Convert the records below into a two-column CSV with the header request,answer and one row per record. Put each record's text and its answer in their own quoted fields, replace line breaks with spaces, include every record, and leave the pictures out.

#### RAW RECORDS ####

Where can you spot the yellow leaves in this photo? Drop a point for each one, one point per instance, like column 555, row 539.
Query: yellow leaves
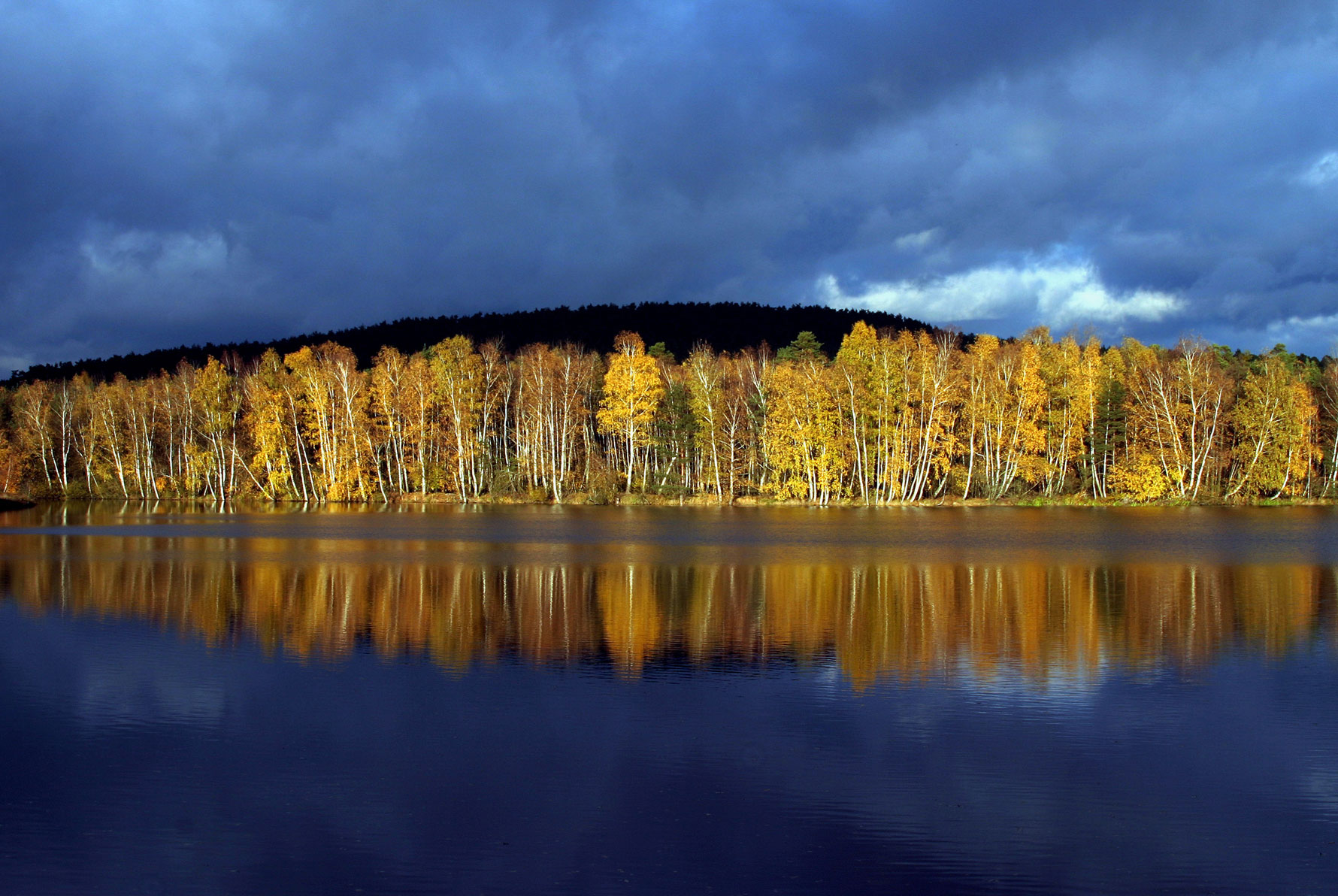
column 632, row 393
column 807, row 446
column 1140, row 478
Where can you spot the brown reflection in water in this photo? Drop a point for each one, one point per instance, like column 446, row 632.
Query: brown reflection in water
column 876, row 619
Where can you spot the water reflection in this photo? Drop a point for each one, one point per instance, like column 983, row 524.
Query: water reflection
column 871, row 619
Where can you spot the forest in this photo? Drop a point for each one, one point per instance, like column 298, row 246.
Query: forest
column 888, row 416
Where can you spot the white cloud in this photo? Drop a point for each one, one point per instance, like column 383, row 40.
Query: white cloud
column 1325, row 170
column 918, row 241
column 1053, row 292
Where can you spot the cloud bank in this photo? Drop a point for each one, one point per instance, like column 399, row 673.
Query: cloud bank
column 205, row 170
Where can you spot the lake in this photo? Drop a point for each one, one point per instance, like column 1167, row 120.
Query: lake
column 585, row 700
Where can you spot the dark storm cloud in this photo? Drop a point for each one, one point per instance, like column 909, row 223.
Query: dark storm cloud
column 217, row 170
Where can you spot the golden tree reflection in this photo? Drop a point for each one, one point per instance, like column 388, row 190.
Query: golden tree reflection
column 324, row 598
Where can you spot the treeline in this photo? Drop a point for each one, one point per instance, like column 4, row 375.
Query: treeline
column 891, row 416
column 725, row 325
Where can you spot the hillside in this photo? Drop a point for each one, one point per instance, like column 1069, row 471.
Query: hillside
column 724, row 326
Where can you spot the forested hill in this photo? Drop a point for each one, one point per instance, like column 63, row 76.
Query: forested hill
column 725, row 326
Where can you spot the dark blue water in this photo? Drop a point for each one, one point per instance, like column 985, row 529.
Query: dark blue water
column 669, row 702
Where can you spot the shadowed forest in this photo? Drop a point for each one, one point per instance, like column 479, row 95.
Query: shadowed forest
column 888, row 415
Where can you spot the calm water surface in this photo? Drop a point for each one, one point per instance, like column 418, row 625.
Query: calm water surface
column 668, row 701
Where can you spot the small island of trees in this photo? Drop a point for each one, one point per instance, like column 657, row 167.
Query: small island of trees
column 891, row 416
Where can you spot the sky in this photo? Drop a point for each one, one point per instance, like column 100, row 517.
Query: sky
column 180, row 171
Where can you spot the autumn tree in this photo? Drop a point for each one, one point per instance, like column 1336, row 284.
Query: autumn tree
column 632, row 393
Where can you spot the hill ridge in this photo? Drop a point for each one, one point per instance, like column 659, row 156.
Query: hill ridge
column 727, row 326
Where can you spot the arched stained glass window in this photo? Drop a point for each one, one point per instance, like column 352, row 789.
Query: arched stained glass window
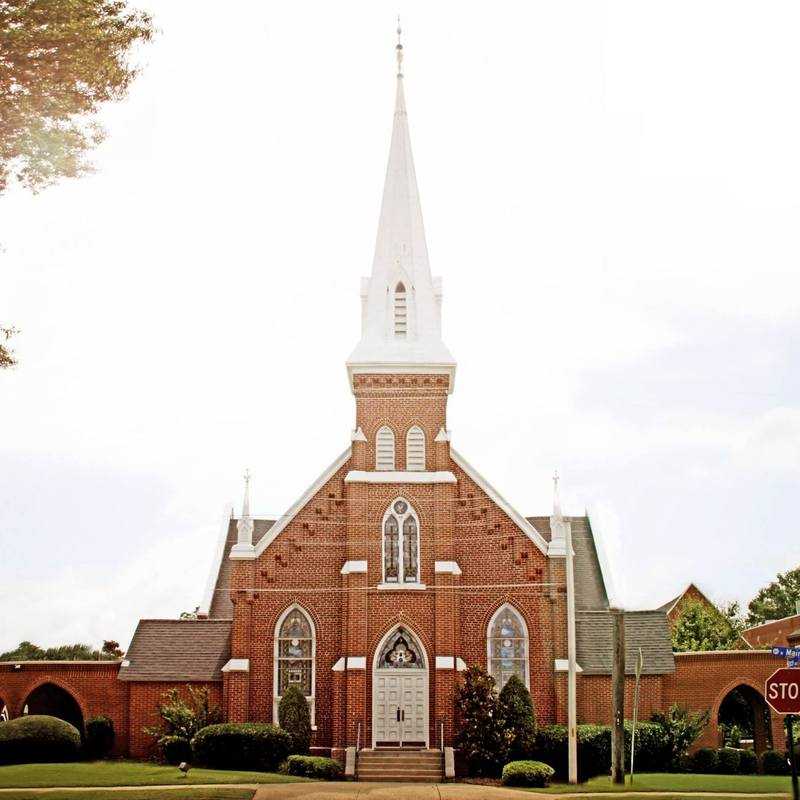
column 400, row 544
column 508, row 646
column 295, row 653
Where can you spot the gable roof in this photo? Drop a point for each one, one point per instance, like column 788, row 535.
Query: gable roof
column 177, row 650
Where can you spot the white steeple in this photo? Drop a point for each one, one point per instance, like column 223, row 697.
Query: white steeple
column 401, row 328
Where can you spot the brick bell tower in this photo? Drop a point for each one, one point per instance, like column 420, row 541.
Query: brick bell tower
column 400, row 574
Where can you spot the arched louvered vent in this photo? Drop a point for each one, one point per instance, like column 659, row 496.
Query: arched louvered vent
column 400, row 310
column 415, row 450
column 384, row 449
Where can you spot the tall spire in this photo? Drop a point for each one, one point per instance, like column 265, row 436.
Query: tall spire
column 401, row 314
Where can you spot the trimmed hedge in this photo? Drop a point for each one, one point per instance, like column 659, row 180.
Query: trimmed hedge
column 314, row 767
column 99, row 737
column 242, row 745
column 175, row 749
column 527, row 773
column 38, row 738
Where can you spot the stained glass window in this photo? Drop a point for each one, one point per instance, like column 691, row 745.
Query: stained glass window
column 400, row 541
column 508, row 646
column 295, row 653
column 401, row 651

####

• _TASK RESULT_:
request,answer
"Where can you spot the yellow leaves in this photo? Drop a point for each one, one point per instance, like column 555, row 539. Query: yellow leaves","column 632, row 393 column 807, row 446 column 1140, row 478"
"Where can you spot the brown reflection in water in this photo? Drop a point for each one, one point per instance, like column 446, row 632. Query: brown reflection in water","column 876, row 619"
"Where can you spot the water reflection in this photo? Drop a point for each one, one point per instance, like column 983, row 524. Query: water reflection","column 871, row 619"
"Where can you spot the forest in this photo? Drop a point for each one, one point per instance, like column 298, row 246. Query: forest","column 888, row 416"
"Where can you spot the white cloud in this photo? Drop a point for each one, one point per instance, like column 383, row 40. Query: white cloud","column 1325, row 170 column 918, row 241 column 1053, row 292"
"Where can you spot the cloud bank in this photo? Drop a point for each one, one point per instance, like column 399, row 673. Query: cloud bank","column 205, row 170"
"Where can you spot the lake in this photo? Drop a point for each one, one point per instance, like column 1167, row 120. Query: lake","column 585, row 700"
"Where can you spot the dark storm cloud in this photo? Drop a point for each one, one point per instance, like column 909, row 223. Query: dark storm cloud","column 217, row 170"
"Where can you spot the golden tree reflection in this photo? Drop a point for each one, one point per instance, like column 388, row 190. Query: golden tree reflection","column 324, row 598"
"Where can you spot the treeline in this photo? Drop a point for each one, one point per instance, like column 4, row 375. Query: treeline","column 891, row 416 column 725, row 325"
"Where can you spot the hillside in this photo? Drop a point for each one, one point per instance, like column 1069, row 471. Query: hillside","column 724, row 326"
"Where can you spot the forested hill in this photo? Drop a point for each one, one point per instance, like column 63, row 76. Query: forested hill","column 725, row 326"
"Where can you spot the dark blue water in this photo? Drop a point for each one, one point per instance, like column 985, row 529. Query: dark blue water","column 669, row 702"
"Where can you spot the shadowed forest in this photo? Drop a point for each one, one point per instance, like column 479, row 95. Query: shadowed forest","column 888, row 415"
"Where can you spot the calm water surface in this photo? Drop a point for each one, one point per instance, like column 418, row 625. Query: calm water surface","column 668, row 701"
"Where can you spot the small island of trees in this photo? Drop a point for each one, one point per instance, like column 657, row 167. Query: small island of trees","column 891, row 416"
"Where can you spot the sky in this photo? Drop a point for each one, one point per instance, like column 100, row 517. Query: sky","column 180, row 171"
"Where can you spot the autumn tree in this photo? Drop a point for each one, one point per instance, like column 1336, row 284. Query: autumn tree","column 632, row 393"
"Where can you spot the hill ridge in this photo? Drop a point for each one, one point per instance, like column 659, row 156. Query: hill ridge","column 727, row 326"
"Where can you spot the arched stained glass window in this photo? Drop a point for each one, one point per instance, like column 352, row 789. Query: arched stained glass window","column 400, row 544 column 508, row 646 column 295, row 653"
"Where can you spot the gable roof in this photo? Drop a point for each one, one point per instance, like column 788, row 535. Query: gable roof","column 177, row 650"
"Where can you spot the white steeple in this photo? Drop a point for each one, one point per instance, like column 223, row 697. Query: white steeple","column 401, row 328"
"Where can you spot the brick bell tower in this photo? Drop a point for each one, one point per instance, like column 420, row 541. Query: brick bell tower","column 400, row 574"
"Where can you spot the arched louvered vent in this photo? Drop a point for each one, one point per instance, like column 659, row 496. Query: arched louvered vent","column 400, row 310 column 415, row 450 column 384, row 449"
"Where can you spot the tall spire in this photo? Drop a point for each one, one point per instance, like column 265, row 436. Query: tall spire","column 401, row 314"
"Where can you spot the trimmed hedge in this photo? Drop a point for each one, one point per instance, like column 659, row 180. Query: trimmed hedge","column 314, row 767 column 99, row 737 column 242, row 745 column 175, row 749 column 527, row 773 column 38, row 738"
"Where can you spot the stained glass window in this photo? Drop a point for each one, one point per instance, like column 691, row 745. Query: stained glass window","column 400, row 541 column 508, row 646 column 295, row 653 column 401, row 651"